Written instruction
Edit the lines from the line with "of the underwater" up to and including the line with "x=176 y=434": replace "rock wall" with "cliff face" and keep everything else the same.

[Labeled-object pointing entries]
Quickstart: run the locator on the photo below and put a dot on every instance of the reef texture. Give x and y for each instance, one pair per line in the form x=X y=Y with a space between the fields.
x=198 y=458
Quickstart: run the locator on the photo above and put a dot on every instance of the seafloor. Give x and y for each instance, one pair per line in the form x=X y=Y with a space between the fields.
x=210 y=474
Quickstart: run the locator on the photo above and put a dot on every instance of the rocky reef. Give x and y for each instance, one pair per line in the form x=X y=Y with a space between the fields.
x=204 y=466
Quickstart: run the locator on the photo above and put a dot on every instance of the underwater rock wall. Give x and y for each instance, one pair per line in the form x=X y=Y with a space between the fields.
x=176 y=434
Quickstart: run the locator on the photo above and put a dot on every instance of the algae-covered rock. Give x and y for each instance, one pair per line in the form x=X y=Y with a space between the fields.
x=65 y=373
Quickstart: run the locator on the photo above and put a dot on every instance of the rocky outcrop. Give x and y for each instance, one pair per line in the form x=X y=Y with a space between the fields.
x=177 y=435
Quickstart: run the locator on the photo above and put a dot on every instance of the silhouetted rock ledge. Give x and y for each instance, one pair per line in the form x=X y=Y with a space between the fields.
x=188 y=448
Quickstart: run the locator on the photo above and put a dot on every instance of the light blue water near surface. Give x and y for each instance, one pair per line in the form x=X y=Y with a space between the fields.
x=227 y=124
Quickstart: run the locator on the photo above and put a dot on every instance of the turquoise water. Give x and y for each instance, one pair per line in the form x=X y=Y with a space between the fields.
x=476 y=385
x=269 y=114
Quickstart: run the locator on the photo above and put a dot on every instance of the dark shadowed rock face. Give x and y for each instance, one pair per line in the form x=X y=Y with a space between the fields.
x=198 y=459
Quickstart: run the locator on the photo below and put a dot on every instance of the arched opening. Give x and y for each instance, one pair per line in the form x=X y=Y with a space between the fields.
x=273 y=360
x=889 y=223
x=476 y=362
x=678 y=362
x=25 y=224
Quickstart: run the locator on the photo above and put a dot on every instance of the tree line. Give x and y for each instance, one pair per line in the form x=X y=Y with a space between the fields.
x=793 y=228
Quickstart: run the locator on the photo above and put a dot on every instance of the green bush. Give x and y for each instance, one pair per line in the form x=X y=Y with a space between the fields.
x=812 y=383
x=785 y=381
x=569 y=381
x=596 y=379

Task response
Quickstart: run the locator on the photo above and put a dot on every instance of the underwater cliff face. Give x and y for each instance, one pair per line in the form x=X y=Y with a space between the fields.
x=176 y=434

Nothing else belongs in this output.